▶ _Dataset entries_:
***

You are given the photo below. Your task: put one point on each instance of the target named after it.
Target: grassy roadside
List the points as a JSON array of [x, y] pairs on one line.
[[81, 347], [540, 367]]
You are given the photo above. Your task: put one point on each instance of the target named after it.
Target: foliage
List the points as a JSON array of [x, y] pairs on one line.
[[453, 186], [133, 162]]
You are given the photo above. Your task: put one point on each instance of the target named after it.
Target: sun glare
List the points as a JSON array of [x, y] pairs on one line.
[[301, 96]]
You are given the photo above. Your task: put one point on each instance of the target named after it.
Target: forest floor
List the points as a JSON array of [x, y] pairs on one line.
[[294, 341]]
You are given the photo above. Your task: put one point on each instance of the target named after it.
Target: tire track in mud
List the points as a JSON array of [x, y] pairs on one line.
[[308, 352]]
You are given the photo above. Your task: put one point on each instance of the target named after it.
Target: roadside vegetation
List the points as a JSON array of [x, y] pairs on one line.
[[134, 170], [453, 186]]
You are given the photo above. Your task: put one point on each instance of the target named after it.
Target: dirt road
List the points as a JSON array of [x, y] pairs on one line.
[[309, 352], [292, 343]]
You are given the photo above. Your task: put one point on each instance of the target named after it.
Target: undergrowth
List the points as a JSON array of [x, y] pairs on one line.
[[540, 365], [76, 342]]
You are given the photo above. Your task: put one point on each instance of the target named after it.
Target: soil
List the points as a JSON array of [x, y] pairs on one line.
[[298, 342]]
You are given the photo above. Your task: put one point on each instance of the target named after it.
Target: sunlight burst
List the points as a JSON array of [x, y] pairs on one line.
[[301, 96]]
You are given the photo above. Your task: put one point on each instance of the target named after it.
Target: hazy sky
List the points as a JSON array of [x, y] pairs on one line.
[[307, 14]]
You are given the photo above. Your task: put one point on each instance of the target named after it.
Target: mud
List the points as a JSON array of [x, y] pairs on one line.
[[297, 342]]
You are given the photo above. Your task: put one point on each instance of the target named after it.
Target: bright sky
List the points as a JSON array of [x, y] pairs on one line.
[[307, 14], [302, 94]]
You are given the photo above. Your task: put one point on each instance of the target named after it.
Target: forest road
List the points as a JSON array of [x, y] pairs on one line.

***

▶ _Task prompt_:
Format the entries from the first one through the line containing "[[453, 186], [133, 162]]", inclusive, as a two-column CSV with headers entry_text and answer. Give one row per entry, put each field in double quotes, and replace line breaks with spaces.

▶ _Expected output_:
entry_text,answer
"You are given the photo below. Your task: put one point on each instance of the target named after it. Target: grassy roadside List the points as a JSON array of [x, y] pairs on one line.","[[81, 347], [540, 367]]"
"You are given the photo above. Your task: put one point on each instance of the target named after it. Target: foliage List the points as a JSON array of [x, y] pairs on one line.","[[453, 186], [133, 162]]"